> Arbeitsauftrag: Gib bitte jeden Satz aus dem Textauszug zum Umgang mit Radikalisierung wieder, der mit einem Fragezeichen endet.

> Textauszug:
Wie ließe sich dieses Bedürfnis auf demokratischem Boden stillen? Welche konkreten Angebote könnt und wollt ihr machen?
🎯 Setz dir kleine Ziele.
Wäre Radikalisierung ein Problem, das sich mal eben am Kaffeetisch oder via WhatsApp lösen ließe, wäre unsere Welt eine andere. Eine erfolgreiche Intervention aber braucht Zeit. Kleine Ziele helfen beim Dranbleiben, denn sie sorgen für schnelle Erfolgserlebnisse.
Hol euch dort ab, wo ihr gerade steht! Sind z. B. all eure Gespräche in letzter Zeit im Streit geendet? Dann könnte das erste kleine Ziel sein, 30 Minuten ohne Streit zu schaffen.

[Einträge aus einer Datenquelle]
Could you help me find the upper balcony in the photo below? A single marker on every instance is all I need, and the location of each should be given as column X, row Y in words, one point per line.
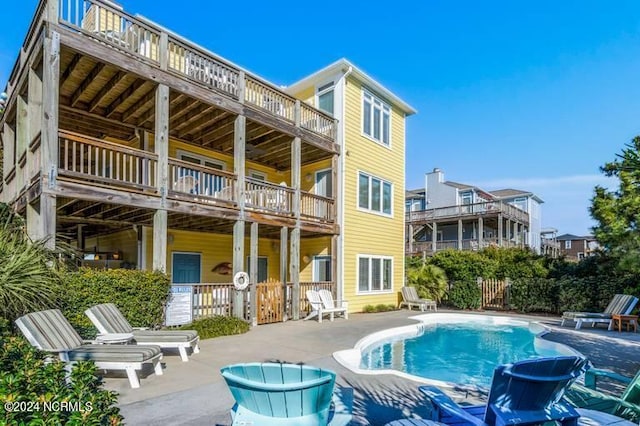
column 468, row 212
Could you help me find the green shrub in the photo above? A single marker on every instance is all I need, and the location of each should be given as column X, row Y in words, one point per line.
column 141, row 296
column 430, row 281
column 28, row 281
column 27, row 378
column 535, row 295
column 217, row 326
column 465, row 295
column 369, row 309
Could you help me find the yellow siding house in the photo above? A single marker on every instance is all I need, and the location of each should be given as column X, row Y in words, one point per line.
column 371, row 131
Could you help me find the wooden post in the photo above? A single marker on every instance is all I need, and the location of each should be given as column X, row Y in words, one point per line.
column 410, row 237
column 434, row 237
column 163, row 47
column 161, row 141
column 49, row 143
column 238, row 265
column 253, row 277
column 283, row 267
column 294, row 260
column 238, row 228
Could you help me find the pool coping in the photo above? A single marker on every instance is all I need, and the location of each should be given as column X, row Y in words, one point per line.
column 350, row 358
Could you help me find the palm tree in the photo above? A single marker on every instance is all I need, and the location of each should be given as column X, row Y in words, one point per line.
column 28, row 279
column 429, row 280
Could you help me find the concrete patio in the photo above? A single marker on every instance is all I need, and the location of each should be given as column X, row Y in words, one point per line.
column 194, row 393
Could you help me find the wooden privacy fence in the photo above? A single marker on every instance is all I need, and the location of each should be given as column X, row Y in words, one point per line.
column 495, row 293
column 274, row 304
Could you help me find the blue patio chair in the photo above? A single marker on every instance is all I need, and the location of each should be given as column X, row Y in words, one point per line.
column 282, row 394
column 627, row 405
column 526, row 392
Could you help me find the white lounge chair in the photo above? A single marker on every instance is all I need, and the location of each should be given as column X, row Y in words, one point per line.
column 109, row 320
column 621, row 304
column 319, row 307
column 49, row 331
column 410, row 298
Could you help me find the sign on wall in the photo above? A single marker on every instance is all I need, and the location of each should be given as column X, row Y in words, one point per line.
column 180, row 306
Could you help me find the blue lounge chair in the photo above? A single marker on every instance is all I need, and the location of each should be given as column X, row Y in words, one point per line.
column 627, row 405
column 526, row 392
column 283, row 394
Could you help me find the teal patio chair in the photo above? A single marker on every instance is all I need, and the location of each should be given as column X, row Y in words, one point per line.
column 627, row 405
column 283, row 394
column 526, row 392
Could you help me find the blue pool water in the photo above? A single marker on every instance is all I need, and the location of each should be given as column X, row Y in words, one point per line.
column 463, row 353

> Schriftliche Lösung:
- Wie ließe sich dieses Bedürfnis auf demokratischem Boden stillen?
- Welche konkreten Angebote könnt und wollt ihr machen?
- Sind z. B. all eure Gespräche in letzter Zeit im Streit geendet?